- What to do: Reproduce every line from the start of the position identification records down to and including the line containing "[(521, 351)]", requests included, and decrease each coordinate in the answers by 70.

Position identification records
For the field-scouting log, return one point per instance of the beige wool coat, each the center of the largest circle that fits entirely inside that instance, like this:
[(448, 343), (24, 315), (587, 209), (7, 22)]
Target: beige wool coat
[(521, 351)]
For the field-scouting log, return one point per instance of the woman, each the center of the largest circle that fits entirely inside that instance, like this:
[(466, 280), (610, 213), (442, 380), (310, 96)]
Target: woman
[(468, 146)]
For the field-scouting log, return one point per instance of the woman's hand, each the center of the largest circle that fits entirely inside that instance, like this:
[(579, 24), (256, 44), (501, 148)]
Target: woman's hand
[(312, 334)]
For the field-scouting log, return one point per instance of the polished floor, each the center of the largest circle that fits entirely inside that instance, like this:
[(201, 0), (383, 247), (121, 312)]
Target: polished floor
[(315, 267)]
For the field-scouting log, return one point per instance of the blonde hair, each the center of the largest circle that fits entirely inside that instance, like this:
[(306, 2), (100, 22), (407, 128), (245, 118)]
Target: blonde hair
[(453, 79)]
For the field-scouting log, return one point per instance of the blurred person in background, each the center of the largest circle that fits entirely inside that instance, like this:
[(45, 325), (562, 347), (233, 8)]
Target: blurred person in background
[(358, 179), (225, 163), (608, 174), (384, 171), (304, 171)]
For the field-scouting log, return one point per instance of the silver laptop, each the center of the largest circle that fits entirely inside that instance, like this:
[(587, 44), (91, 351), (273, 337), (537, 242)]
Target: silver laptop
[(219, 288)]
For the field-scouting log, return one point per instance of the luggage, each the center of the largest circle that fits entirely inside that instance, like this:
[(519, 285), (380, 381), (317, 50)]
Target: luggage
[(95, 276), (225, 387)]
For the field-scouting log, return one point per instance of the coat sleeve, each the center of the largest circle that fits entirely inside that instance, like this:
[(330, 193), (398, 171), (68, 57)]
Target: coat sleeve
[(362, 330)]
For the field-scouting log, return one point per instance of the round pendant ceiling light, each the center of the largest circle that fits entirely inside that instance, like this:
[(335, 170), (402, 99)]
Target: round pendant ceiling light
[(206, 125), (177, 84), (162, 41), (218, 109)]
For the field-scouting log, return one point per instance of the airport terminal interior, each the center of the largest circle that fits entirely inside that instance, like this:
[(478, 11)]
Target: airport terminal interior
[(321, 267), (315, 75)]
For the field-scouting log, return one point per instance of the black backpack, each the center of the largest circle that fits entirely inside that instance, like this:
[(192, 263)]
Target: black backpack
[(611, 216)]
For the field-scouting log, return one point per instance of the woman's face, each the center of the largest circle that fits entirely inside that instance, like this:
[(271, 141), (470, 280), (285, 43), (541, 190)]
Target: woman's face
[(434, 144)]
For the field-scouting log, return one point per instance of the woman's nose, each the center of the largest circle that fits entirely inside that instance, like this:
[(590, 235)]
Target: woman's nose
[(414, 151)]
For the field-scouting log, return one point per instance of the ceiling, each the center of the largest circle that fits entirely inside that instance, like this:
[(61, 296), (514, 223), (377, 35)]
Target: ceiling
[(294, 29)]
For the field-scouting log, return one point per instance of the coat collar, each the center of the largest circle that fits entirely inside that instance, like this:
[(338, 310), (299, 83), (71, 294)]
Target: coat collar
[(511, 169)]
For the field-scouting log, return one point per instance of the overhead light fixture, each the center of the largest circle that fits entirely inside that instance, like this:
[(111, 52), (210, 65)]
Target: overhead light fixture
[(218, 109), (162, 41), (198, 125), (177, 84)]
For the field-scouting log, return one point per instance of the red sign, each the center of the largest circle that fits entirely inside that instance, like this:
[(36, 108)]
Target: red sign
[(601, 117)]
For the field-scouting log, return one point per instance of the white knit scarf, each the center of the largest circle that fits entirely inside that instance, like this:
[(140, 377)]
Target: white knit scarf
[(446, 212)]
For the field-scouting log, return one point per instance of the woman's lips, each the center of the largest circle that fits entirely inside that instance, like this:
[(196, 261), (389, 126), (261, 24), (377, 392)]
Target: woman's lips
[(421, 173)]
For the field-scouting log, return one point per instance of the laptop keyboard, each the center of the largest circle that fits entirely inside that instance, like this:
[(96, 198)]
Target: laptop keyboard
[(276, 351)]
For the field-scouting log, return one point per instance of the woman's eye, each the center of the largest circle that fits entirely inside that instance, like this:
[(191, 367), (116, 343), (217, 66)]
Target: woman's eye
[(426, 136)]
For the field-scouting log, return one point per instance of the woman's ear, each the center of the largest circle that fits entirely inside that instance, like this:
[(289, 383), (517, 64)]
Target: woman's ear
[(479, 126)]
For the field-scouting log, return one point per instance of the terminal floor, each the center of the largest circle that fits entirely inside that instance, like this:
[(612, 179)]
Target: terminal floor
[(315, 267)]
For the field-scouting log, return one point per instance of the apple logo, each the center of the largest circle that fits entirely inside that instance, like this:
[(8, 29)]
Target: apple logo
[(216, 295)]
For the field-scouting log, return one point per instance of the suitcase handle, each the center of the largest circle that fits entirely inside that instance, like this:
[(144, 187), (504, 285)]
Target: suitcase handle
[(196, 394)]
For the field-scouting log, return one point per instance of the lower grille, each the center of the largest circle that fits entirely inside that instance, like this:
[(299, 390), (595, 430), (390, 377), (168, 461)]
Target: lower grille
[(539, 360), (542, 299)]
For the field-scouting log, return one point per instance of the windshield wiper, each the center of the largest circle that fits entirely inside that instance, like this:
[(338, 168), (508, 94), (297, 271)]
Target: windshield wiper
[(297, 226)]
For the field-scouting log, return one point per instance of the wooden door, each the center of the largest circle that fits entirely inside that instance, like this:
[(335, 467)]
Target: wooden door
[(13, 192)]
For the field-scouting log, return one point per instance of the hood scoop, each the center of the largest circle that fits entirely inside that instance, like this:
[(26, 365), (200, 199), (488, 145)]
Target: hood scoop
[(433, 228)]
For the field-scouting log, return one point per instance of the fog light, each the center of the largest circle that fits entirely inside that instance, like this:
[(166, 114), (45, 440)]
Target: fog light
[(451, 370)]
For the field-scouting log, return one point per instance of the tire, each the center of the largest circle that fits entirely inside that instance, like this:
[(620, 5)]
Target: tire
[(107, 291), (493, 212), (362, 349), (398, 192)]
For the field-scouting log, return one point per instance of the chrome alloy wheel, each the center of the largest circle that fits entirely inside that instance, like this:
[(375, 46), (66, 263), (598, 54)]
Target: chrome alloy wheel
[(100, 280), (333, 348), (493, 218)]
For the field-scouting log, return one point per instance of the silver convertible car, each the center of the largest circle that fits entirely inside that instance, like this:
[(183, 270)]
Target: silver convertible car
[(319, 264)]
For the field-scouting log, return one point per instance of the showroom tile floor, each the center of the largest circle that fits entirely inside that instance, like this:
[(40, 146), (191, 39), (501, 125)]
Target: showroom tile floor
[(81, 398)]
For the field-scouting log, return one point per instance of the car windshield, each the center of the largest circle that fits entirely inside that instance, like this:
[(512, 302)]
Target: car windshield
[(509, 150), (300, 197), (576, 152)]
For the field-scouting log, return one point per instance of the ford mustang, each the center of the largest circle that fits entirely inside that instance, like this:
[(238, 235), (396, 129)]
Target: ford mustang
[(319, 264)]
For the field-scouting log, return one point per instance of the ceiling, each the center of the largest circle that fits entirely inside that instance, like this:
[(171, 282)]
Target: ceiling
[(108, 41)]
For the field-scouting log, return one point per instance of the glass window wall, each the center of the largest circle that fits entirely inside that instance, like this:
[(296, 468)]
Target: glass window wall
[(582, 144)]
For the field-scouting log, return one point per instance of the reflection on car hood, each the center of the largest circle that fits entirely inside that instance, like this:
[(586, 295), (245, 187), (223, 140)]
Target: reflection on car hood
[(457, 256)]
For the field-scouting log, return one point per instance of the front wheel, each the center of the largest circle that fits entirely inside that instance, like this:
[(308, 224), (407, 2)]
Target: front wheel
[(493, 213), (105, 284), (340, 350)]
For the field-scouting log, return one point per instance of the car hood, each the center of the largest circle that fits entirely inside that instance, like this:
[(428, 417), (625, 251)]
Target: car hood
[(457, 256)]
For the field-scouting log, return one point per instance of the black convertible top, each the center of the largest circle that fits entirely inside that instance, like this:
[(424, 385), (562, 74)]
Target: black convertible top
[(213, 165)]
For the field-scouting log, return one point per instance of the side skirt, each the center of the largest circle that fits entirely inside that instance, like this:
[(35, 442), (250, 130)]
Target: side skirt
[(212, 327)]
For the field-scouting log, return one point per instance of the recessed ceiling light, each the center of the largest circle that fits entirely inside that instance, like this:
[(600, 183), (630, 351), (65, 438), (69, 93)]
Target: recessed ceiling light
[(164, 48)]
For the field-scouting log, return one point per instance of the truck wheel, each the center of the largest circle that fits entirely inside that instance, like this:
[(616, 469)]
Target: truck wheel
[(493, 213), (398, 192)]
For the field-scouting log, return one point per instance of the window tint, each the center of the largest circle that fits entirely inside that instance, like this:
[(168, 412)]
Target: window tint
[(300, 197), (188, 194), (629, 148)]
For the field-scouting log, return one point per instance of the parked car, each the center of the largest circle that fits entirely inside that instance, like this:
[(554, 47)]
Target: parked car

- Expected answer:
For the field-scouting log, return one point per instance of the beige wool coat, each the center of the largest circle that fits entirely inside that instance, like this:
[(448, 343), (24, 315), (587, 209), (7, 22)]
Target: beige wool coat
[(451, 281)]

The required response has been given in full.